◆ PARTS OF THE EXERCISE:
1. List every number written in digits in the text on the Iran elections, in the order they appear.
2. Please resume the text on the Iran elections after its last sentence and continue it.

◆ TEXT SHOWN:
Content starts
Iran elections
Iran elects parliamentarians and Assembly of experts first time after nuclear deal Picture: Iranians stand in line to cast their votes during elections for the parliament and Assembly of Experts, which has the power to appoint and dismiss the supreme leader, in Tehran Feb 26, 2016Reuters

National elections in Iran began Friday, where voters will be electing 290 Members of Parliament and 88 clerics to the Assembly of Experts. This is the first election in Iran since the economic sanctions were lifted and the nuclear deal was agreed on.

The voters will be directly electing the members to the Assembly of Experts, who are in charge of electing the Supreme Leader in the country. They are elected for a period of eight years, whereas the parliamentarians are elected for four. Given that the current Supreme Leader Ayatollah Khamenei, the Shia head of state, is 76 and has cancer, it is expected that the council will have to choose a Supreme Leader sooner than later.
Content ends
Dataset excerpts
Content starts
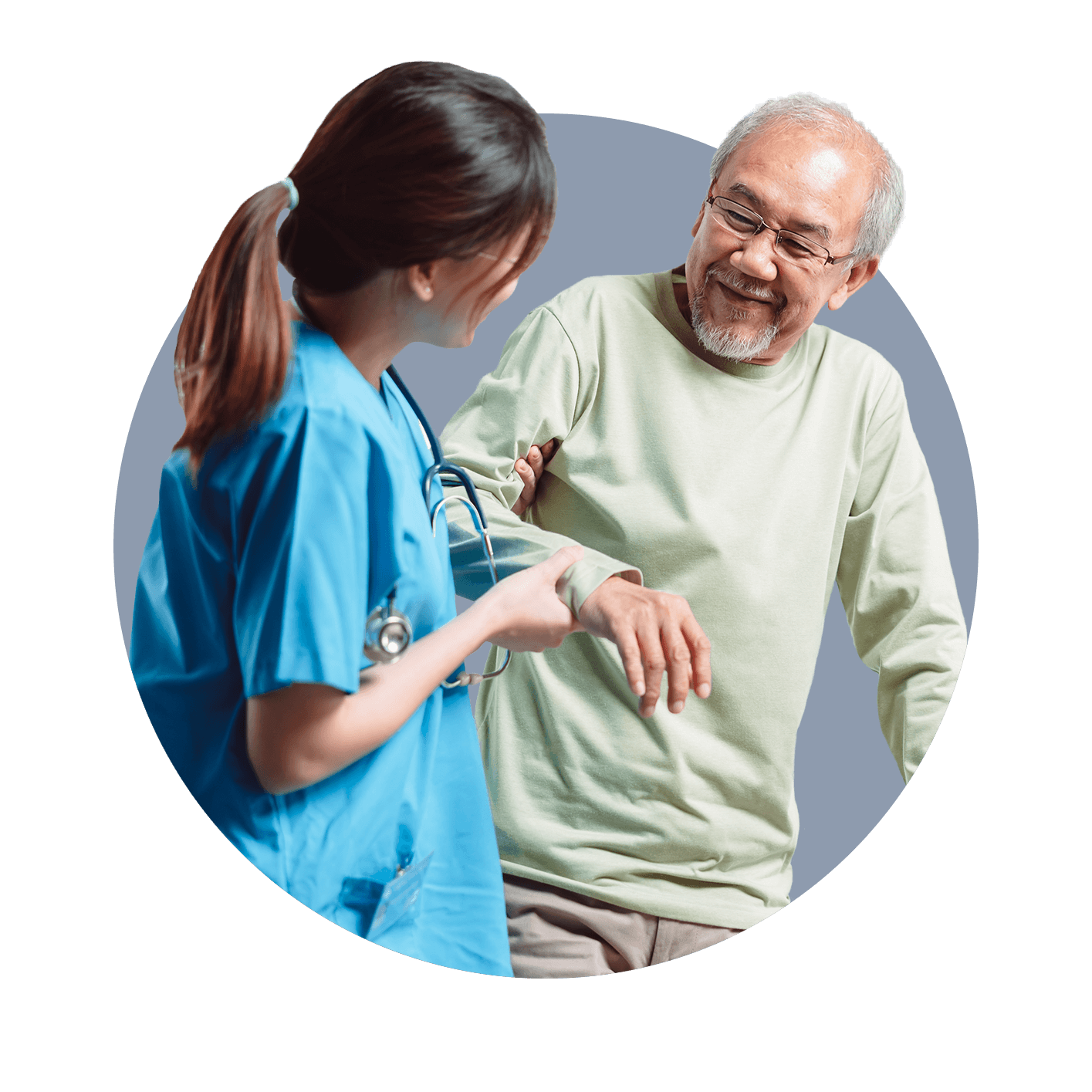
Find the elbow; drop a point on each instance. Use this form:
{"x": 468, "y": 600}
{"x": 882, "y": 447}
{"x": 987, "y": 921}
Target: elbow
{"x": 278, "y": 767}
{"x": 278, "y": 776}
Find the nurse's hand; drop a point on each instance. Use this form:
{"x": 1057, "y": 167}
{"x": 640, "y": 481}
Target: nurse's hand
{"x": 523, "y": 612}
{"x": 531, "y": 470}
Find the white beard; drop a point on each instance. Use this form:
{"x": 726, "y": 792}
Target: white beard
{"x": 723, "y": 341}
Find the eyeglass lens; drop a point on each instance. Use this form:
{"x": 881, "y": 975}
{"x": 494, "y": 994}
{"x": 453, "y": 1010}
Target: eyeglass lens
{"x": 742, "y": 221}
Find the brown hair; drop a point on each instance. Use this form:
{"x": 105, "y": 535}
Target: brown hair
{"x": 421, "y": 162}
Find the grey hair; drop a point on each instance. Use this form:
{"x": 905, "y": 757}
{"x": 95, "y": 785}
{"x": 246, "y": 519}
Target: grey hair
{"x": 887, "y": 203}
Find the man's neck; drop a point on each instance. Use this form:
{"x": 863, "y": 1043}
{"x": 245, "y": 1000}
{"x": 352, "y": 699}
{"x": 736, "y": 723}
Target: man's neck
{"x": 683, "y": 296}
Content ends
◆ RESULTS IN ORDER:
1. 26, 2016, 290, 88, 76

2.
The voter turnout is expected to be around 70-80 percent, according to Information and Public Opinion Solutions LLC survey shared with AI Monitor. At least 67 percent of those surveyed veered towards current President Hassan Rouhani. Only 26 percent thought that the election will be completely free, while 46 percent thought that it would be somewhat free.

As many as 6,200 candidates, including 586 women, will be contesting the parliamentary elections. The candidates for the parliament and the Assembly are approved by the Guardian Council and Khamenei is said to have blocked many reformists this election, reports Al Jazeera.

Recently, Khamenei disqualified a prime reformist candidate giving rise to concerns over state control over the elections.

"That message is: We do not share any power with you," Nader Karimi Joni, a journalist close to the reformist movement told Al Jazeera. "The more reformists in the Assembly, the more chance they will get to pick a new leader closer to their line of thinking."

The emphasis during this election has been on the economy as 25 percent of youth in the country is unemployed, reports BBC.

"The economy will be the main priority for the next government," Gholam-Ali Haddad-Adel, a principalist, was quoted as saying by The Guardian. Principalists are conservatives who want to preserve the era that followed Islamic Revolution in Iran.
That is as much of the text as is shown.